**** Reading passage ****

The magnetic spots in disk storage are already smaller than semiconductor feature sizes, and patterned media and heat-assisted recording will give us 10 TB 2.5″ disks in the next decade. But then what? Optical protein-based quantum dots could be the answer.
Scientists at a Osaka University lab say in a recent paper:
. . . we have established a novel, rapid method for the fabrication of a “protein recording material”, which enables us to spatiotemporally regulate the recording, reading, and erasing of a fluorescent protein array as information by a photochemical technique. A photolinker that we synthesized here was used to control the protein array spatiotemporally.
The patterned surface was manufactured using two similar processes. One used quantum dot 605-streptavidin conjugates. Under a medium wave UVB laser, the conjugate fluoresces, distinguishing a 1 from a zero. They used a similar substance to build a positive version as well.
The team
Professors Koji Nakayama, Takashi Tachikawa, and Tetsuro Majima, who authored the paper have published an incredible amount of work on nanotechnology, biochemistry and chemistry. It feels like they woke up one day and realized, “hey, we have fluorescent markers, proteins and substrates, let’s build a storage prototype!”
Here’s a picture I borrowed from their paper:
Mainstream technology
What I like about this technology – and this is simply a lab demo, nowhere near commercial introduction, and could be derailed by many problems – is that it could use much of today’s disk infrastructure. Servo, signal processing, steppers, glass disks – and some of the planned future technology – patterned media and HAMR lasers – is directly applicable.
The underlying technology is widely used, as the team notes:
Protein patterning on solid surfaces is a topic of significant importance in the fields of biosensors, diagnostic assays, cell adhesion technologies, and biochip microarrays.
The importance of utilizing existing technology, representing thousands of man-years of refinement and billions of dollars of investment, is key. Thousands of engineers know how to work with current technology, speeding adaptation of new techniques.
The Storage Bits take
Few appreciate how much the exponential increase in storage areal density has fostered computing advances. As Moore’s law has driven processing power, the advance of storage technology has – just barely – enabled massive data stores and rates to feed insatiable processors.
Optical protein storage should be much more stable than magnetic storage as well. Magnetic bits are subject to many kinds of degradation, while proteins can be very persistent, as the prions causing Mad Cow disease show.
Much work remains before protein storage sees the light of a commercial introduction. Its importance is that it gives us another tool to advance our ability to preserve and access the information that makes our culture and civilization possible. Professor Tetsuro Majima and his team deserve our gratitude for this breakthrough.
Comments welcome, as always. This is a highly technical chemistry paper so I just skimmed the surface. Get the pdf here.
Fascinating – I wonder what shelf-life is. I do think a new storage technology will skip over current technologies like Blu-ray – maybe this is it. I’ll have to investigate.
But what of Holographic Storage? On Storage Bits you mentioned it was “theoretically impossible” – but the folks at InPhase are the first in the world to actually ship a Holographic drive – its version 1.0 – but its commercial.
I think we all have been talking about the theory of Holographic technology for the past 20 years that we have missed the fact that someone has actually shipped one!
InPhase is one to watch….
Awesome…. Professor Tetsuro Majima and his team do deserve our gratitude and accolades for this breakthrough.
not to detract from this story, IBM is back pushing around atoms to study magnetic fields between them.

**** Material shown ****

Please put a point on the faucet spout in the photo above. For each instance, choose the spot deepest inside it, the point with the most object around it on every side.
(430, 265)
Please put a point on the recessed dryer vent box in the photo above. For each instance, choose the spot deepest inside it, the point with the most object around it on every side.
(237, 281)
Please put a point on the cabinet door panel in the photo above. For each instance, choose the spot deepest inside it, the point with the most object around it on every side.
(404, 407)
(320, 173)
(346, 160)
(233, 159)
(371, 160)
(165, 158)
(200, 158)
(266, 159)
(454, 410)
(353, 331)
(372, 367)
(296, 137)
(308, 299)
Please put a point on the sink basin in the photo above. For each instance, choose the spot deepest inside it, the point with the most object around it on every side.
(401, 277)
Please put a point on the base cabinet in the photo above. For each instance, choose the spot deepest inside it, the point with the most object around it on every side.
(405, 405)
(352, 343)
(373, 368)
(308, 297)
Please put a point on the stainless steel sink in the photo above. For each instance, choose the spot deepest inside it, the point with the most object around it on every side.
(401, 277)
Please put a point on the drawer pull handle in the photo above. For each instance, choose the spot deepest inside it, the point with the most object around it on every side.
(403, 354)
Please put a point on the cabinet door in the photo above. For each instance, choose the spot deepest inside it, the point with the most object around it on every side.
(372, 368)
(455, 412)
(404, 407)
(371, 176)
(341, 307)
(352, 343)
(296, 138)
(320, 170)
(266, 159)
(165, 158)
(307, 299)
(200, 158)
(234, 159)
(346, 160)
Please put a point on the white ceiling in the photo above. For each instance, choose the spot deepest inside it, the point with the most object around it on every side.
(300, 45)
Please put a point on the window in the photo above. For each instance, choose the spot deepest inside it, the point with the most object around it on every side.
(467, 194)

****

§ Exercise directions:
In the protein storage article, which fields does the quoted passage name as ones where protein patterning on solid surfaces is important? List them all.

§ Finished exercise:
Biosensors, diagnostic assays, cell adhesion technologies, and biochip microarrays.